» Instructions for the task
Please write out all the entries exactly, without the pictures.

(Point localization data)
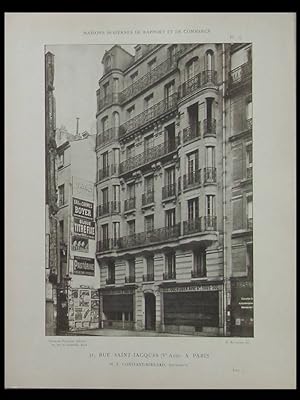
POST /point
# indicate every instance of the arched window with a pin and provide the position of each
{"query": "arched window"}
(209, 60)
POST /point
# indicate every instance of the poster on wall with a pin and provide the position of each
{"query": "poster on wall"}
(83, 208)
(84, 266)
(80, 244)
(84, 228)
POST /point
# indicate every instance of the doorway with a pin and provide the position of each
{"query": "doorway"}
(150, 317)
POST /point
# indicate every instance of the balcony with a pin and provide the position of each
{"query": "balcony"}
(210, 175)
(108, 100)
(129, 204)
(155, 236)
(148, 156)
(169, 275)
(240, 76)
(148, 277)
(130, 279)
(199, 224)
(169, 191)
(209, 127)
(114, 207)
(165, 106)
(197, 82)
(148, 198)
(151, 77)
(107, 136)
(192, 179)
(198, 274)
(191, 132)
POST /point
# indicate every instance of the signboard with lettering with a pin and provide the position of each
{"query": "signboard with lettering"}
(83, 208)
(84, 266)
(84, 227)
(80, 244)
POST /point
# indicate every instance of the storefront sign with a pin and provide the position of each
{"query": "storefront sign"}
(84, 266)
(82, 208)
(80, 244)
(200, 288)
(84, 227)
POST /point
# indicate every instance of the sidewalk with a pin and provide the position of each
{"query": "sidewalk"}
(121, 332)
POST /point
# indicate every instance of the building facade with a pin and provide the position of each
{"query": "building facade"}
(166, 151)
(78, 273)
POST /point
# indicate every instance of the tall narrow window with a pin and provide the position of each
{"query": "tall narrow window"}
(61, 195)
(193, 209)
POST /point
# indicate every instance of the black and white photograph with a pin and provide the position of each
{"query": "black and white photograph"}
(149, 190)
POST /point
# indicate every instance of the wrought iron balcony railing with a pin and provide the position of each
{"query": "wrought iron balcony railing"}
(209, 127)
(191, 132)
(240, 75)
(129, 204)
(151, 77)
(198, 81)
(107, 136)
(148, 277)
(108, 100)
(148, 198)
(210, 175)
(198, 273)
(199, 224)
(249, 172)
(193, 178)
(169, 191)
(169, 275)
(149, 155)
(130, 279)
(155, 236)
(157, 110)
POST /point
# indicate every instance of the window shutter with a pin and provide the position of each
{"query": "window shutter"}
(237, 211)
(237, 163)
(239, 259)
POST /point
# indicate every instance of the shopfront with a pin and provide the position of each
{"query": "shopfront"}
(192, 309)
(117, 308)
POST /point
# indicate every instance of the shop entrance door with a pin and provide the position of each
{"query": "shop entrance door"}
(150, 311)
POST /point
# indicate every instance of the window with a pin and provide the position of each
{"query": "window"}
(209, 60)
(199, 264)
(170, 218)
(149, 184)
(61, 195)
(61, 230)
(191, 68)
(105, 196)
(150, 267)
(171, 266)
(249, 213)
(131, 191)
(148, 101)
(61, 160)
(169, 89)
(210, 205)
(131, 227)
(210, 157)
(149, 223)
(151, 65)
(130, 112)
(193, 209)
(116, 232)
(131, 268)
(192, 162)
(134, 76)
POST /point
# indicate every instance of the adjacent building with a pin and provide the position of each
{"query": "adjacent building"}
(174, 160)
(78, 273)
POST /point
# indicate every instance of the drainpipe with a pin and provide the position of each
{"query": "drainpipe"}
(225, 272)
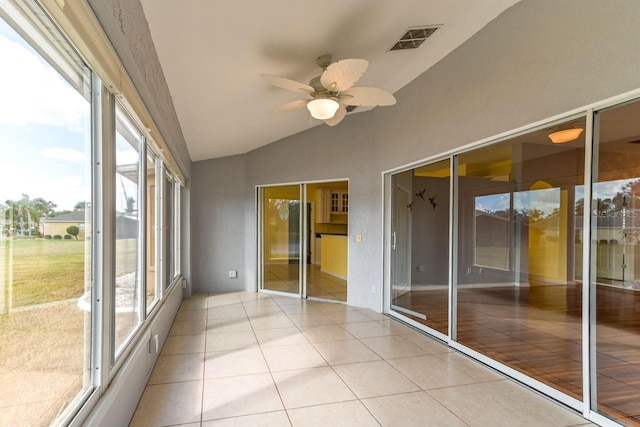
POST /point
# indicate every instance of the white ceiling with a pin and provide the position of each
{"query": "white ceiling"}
(212, 53)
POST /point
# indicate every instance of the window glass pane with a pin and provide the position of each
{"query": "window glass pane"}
(151, 212)
(615, 248)
(45, 228)
(127, 219)
(169, 230)
(518, 299)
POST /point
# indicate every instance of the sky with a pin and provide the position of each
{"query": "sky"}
(45, 132)
(44, 128)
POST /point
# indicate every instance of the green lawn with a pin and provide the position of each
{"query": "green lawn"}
(38, 271)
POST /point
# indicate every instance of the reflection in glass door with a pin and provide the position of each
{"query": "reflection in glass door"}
(281, 238)
(615, 274)
(420, 245)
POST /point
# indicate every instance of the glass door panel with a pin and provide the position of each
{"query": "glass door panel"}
(327, 242)
(517, 298)
(420, 245)
(281, 238)
(615, 251)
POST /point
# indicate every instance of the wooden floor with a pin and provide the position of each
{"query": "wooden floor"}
(285, 278)
(537, 330)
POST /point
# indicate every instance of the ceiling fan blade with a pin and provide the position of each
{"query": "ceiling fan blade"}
(337, 118)
(291, 106)
(342, 75)
(367, 96)
(287, 84)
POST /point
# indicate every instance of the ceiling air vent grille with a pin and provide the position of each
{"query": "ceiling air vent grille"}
(414, 37)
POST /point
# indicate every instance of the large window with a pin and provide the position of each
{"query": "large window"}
(128, 277)
(80, 208)
(169, 230)
(151, 282)
(45, 226)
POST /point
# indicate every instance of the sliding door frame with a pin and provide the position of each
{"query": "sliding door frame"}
(587, 406)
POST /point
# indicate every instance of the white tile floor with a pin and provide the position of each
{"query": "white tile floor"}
(248, 359)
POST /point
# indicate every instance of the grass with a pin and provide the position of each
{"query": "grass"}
(40, 271)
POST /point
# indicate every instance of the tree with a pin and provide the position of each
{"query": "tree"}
(131, 205)
(25, 214)
(73, 230)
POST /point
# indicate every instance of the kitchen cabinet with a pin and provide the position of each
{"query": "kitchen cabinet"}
(332, 202)
(339, 201)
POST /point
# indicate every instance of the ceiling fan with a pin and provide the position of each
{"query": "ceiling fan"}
(333, 90)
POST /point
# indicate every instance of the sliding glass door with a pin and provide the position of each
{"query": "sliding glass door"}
(615, 264)
(544, 281)
(281, 244)
(420, 245)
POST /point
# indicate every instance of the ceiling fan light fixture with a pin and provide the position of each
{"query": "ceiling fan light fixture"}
(323, 108)
(565, 135)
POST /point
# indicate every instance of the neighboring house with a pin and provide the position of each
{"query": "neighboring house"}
(58, 225)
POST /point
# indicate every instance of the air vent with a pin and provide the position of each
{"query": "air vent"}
(414, 37)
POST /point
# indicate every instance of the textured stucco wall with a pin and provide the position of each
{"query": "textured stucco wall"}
(537, 59)
(126, 26)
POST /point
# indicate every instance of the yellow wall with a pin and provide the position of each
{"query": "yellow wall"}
(334, 256)
(276, 229)
(548, 246)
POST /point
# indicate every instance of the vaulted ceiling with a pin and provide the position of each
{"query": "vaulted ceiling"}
(213, 52)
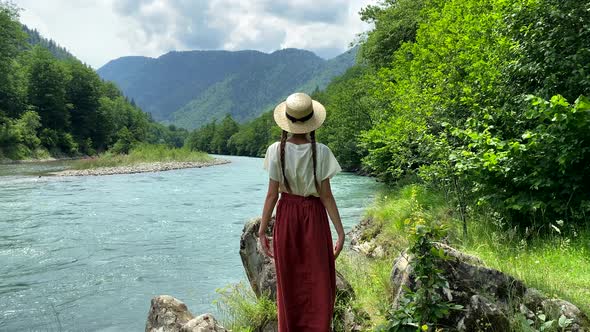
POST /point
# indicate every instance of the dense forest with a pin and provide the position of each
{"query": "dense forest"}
(483, 98)
(51, 104)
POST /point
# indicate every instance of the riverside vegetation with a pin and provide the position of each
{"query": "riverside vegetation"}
(475, 113)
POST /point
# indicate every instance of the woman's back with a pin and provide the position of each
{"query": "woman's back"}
(299, 166)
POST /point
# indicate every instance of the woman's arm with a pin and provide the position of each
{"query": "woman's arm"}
(330, 204)
(272, 195)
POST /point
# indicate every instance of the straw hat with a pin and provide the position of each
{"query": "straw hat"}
(299, 114)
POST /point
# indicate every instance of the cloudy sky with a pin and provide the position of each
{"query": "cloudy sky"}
(97, 31)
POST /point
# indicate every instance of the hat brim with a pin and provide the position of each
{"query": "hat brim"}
(319, 115)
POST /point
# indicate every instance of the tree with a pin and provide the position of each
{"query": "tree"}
(223, 132)
(12, 90)
(84, 90)
(47, 80)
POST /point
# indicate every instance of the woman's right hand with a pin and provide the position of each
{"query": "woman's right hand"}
(264, 243)
(338, 246)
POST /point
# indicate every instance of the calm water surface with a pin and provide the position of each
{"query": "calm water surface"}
(88, 253)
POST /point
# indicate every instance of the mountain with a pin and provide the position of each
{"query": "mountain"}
(34, 38)
(190, 89)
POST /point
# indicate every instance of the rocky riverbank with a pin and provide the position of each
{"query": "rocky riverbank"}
(139, 168)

» Response to the exercise
POST /point
# indicate every instance of the arched window with a pin and provide the position of each
{"query": "arched window"}
(209, 60)
POST /point
# indicate every instance of the poster on wall with a pin and provide the position of each
{"query": "poster on wall"}
(83, 208)
(84, 266)
(80, 244)
(84, 228)
POST /point
# indicate every instance of the doorway with a pin and provide the position of each
{"query": "doorway"}
(150, 317)
POST /point
# indicate every instance of the balcony with a pin and provide the position of each
{"query": "balcony"}
(210, 175)
(108, 100)
(129, 204)
(155, 236)
(148, 156)
(169, 275)
(240, 76)
(148, 277)
(130, 279)
(199, 224)
(169, 191)
(209, 127)
(114, 207)
(165, 106)
(197, 82)
(148, 198)
(151, 77)
(107, 136)
(192, 179)
(198, 274)
(191, 132)
POST /point
# indicate every instance of the signboard with lettering with a pin and provide the position of each
{"query": "signboard with lettering"}
(83, 208)
(84, 266)
(84, 227)
(80, 244)
POST /point
# indicate every instance of the storefront sign with a pin and provide the position of each
{"query": "storefront sign"}
(84, 266)
(82, 208)
(80, 244)
(200, 288)
(84, 227)
POST /point
# indicate every instance of the sidewalk with a pin and provide the position of each
{"query": "sidewalk"}
(121, 332)
POST /point
# indicate every instance of the building facade with a pin and provide the position of each
{"query": "building facade"}
(166, 151)
(78, 273)
POST /point
# indicate every instance of the tall narrow window with a pin and provide the position of each
{"query": "tall narrow window"}
(61, 195)
(193, 209)
POST /point
# indicate every instance of the black and white photograph with a pin and provide the position of each
{"query": "black and white photograph"}
(149, 190)
POST /point
# indicate every instance of the wrought iron balcony railing with a pin and provide the position of each
{"query": "wrought iron balcony railing"}
(209, 127)
(191, 132)
(240, 75)
(129, 204)
(151, 77)
(198, 81)
(107, 136)
(148, 277)
(108, 100)
(148, 198)
(210, 175)
(198, 273)
(199, 224)
(249, 172)
(193, 178)
(169, 191)
(169, 275)
(149, 155)
(130, 279)
(155, 236)
(157, 110)
POST /point
# indicate every instance of the window shutter with a pin and provide the position of each
{"query": "window shutter"}
(237, 211)
(237, 163)
(239, 259)
POST /point
# indicate every instance of the shopfront with a pin and provide the position of each
{"query": "shopfront"}
(192, 309)
(117, 308)
POST /point
# indicate every instance of the shop entrance door with a pin and provide the position of each
{"query": "shop entrance door"}
(150, 311)
POST /point
# indicate every instance of the window with a pin and provide the position of each
{"query": "window"}
(209, 60)
(199, 264)
(170, 218)
(149, 184)
(61, 195)
(61, 230)
(191, 68)
(105, 196)
(150, 267)
(171, 266)
(249, 213)
(131, 191)
(148, 101)
(61, 160)
(169, 89)
(210, 205)
(131, 227)
(210, 157)
(149, 223)
(151, 65)
(130, 112)
(193, 209)
(116, 232)
(131, 268)
(192, 162)
(134, 76)
POST /point
# indicate every instance of the adjacent building with a pin and provide the position of each
{"query": "adjacent building"}
(174, 160)
(78, 273)
POST /point
# indicate every instance of the drainpipe with a pin and provide the position of each
{"query": "drainpipe"}
(225, 272)
POST /point
# indicate every instance of the white ceiling with a pin and provide the position of each
{"query": "white ceiling"}
(212, 53)
POST /point
# indicate every instance of the window glass pane with a pin and provide the position of each
{"query": "window glass pane"}
(151, 212)
(615, 248)
(45, 228)
(127, 219)
(169, 230)
(518, 299)
POST /point
# indicate every instance of the sky with a pin and provide the position of each
{"query": "sky"}
(45, 132)
(44, 128)
POST /point
# indicate every instance of the green lawn with a pin and provide the position of each
{"query": "green lawn"}
(38, 271)
POST /point
# indicate every instance of the reflection in glass door with a pin and provide the position of each
{"query": "reflection in glass door"}
(281, 238)
(615, 274)
(420, 245)
POST /point
# indicate every instance of the glass door panel with a pin and provide the position of each
{"query": "glass door panel"}
(327, 242)
(517, 298)
(420, 245)
(281, 238)
(615, 251)
POST /point
# indicate every instance of the wooden floor with a pin and provide the position of each
{"query": "wooden floor"}
(285, 278)
(537, 330)
POST /point
# indicate every instance of the ceiling fan blade with a pin and provide the position of each
{"query": "ceiling fan blade"}
(337, 118)
(291, 106)
(342, 75)
(367, 96)
(287, 84)
POST /point
# indicate every instance of the ceiling air vent grille with a pin and provide the position of each
{"query": "ceiling air vent grille"}
(414, 37)
POST /point
# indicate every instance of the large window with a pin and provide the position of each
{"query": "large window"}
(128, 277)
(80, 208)
(169, 230)
(151, 282)
(45, 226)
POST /point
# indicate every instance of the sliding door frame with a pin and provide the position of each
{"query": "sliding door frame"}
(587, 406)
POST /point
# indicate every instance of the white tile floor with a pin and provide the position of each
{"query": "white tile floor"}
(248, 359)
POST /point
# indicate every instance of the grass with a pin and provide the position of each
{"query": "grass"}
(40, 271)
POST /point
# indicate every instance of the tree with a pin and provide the position of each
{"query": "tree"}
(131, 205)
(25, 214)
(73, 230)
POST /point
# indicate every instance of the kitchen cabinet with a pin and provide the position of each
{"query": "kitchen cabinet"}
(332, 202)
(339, 201)
POST /point
# indicate every instance of the ceiling fan with a pin and provide the position of each
{"query": "ceiling fan"}
(333, 90)
POST /point
# indicate every instance of the sliding glass door with a pin and provide the position of each
{"query": "sliding glass door"}
(615, 264)
(544, 281)
(281, 244)
(420, 245)
POST /point
# indicate every instance of the ceiling fan light fixture with a pin and provide the position of each
{"query": "ceiling fan light fixture"}
(323, 108)
(565, 135)
POST /point
# indicate every instance of the neighboring house with a pin and provide the position of each
{"query": "neighboring house"}
(58, 225)
POST /point
# indicate every instance of the air vent with a pin and provide the position of each
{"query": "air vent"}
(414, 37)
POST /point
# indicate every instance of the textured stucco wall with a pin and provide the position of each
{"query": "textured stucco wall"}
(537, 59)
(126, 26)
POST /point
# indicate every instance of the yellow wall with a pin and provide the position of each
{"query": "yellow wall"}
(334, 256)
(276, 229)
(548, 246)
POST /point
# indicate every instance of the vaulted ceiling with a pin and provide the position of each
{"query": "vaulted ceiling"}
(213, 52)
POST /point
# indicate every instance of the dense forest with a pin and provide the position of each
{"query": "dense forest"}
(483, 98)
(51, 104)
POST /point
# indicate every instance of the riverside vegetation with a pin and provide the position of each
{"query": "riverside vegetation"}
(475, 113)
POST /point
# indicate every instance of the woman's back with a pin and provide the position of each
{"query": "woman's back"}
(299, 166)
POST /point
# indicate every instance of the woman's arm with a pin and provide the position of each
{"query": "woman's arm"}
(330, 204)
(272, 195)
POST /point
# indicate every instance of the straw hat with a pin and provide the position of each
{"query": "straw hat"}
(299, 114)
POST /point
# indicate every instance of the cloudy sky with a pin and provide the position of each
{"query": "cloudy sky"}
(97, 31)
POST /point
# indicate every instance of the hat brim with a pin and provide the position of each
{"query": "hat brim"}
(319, 115)
POST /point
# indicate every instance of the tree with a pin and provide the position of each
{"query": "tree"}
(223, 132)
(12, 90)
(84, 90)
(47, 80)
POST /point
# indicate every instance of the woman's right hand with a pin and provide the position of each
{"query": "woman's right hand"}
(264, 243)
(338, 246)
POST /point
# indicate every instance of the calm water surface with a pin and provide the position of each
{"query": "calm water surface"}
(88, 253)
POST /point
# indicate every instance of the mountain with a pin and provide the position of each
{"query": "mountain"}
(34, 38)
(190, 89)
POST /point
# indicate every instance of the rocky riverbank with a pin and provide the position of each
{"query": "rocky riverbank"}
(139, 168)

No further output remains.